Work to be completed:
Copy out the entries below, from their first line through the line containing "[[113, 95], [64, 143], [68, 183], [130, 185], [138, 126]]", both included. Leave out the picture.

________________

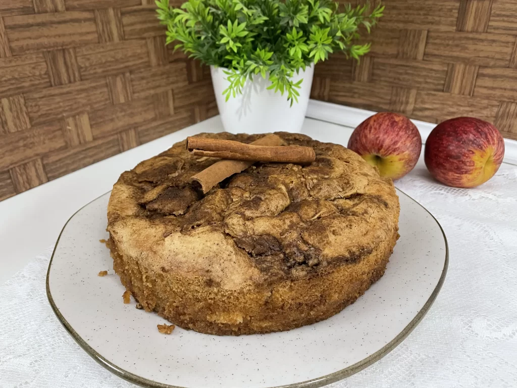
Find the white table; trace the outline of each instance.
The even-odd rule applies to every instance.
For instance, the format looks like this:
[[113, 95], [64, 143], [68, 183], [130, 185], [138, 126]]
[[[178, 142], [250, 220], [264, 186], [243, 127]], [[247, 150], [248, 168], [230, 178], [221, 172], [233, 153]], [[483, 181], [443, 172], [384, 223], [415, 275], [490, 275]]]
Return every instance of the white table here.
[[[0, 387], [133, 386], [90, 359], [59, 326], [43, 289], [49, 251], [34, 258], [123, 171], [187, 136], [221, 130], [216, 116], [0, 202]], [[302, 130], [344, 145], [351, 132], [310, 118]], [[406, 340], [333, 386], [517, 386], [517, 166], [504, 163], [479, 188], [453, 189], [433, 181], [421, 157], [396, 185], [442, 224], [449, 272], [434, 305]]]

________________

Solved exercise:
Find the white table; trace the outline of each instance.
The even-odd rule applies to every instance.
For instance, the format looks like this:
[[113, 95], [64, 143], [68, 183], [130, 185], [138, 126]]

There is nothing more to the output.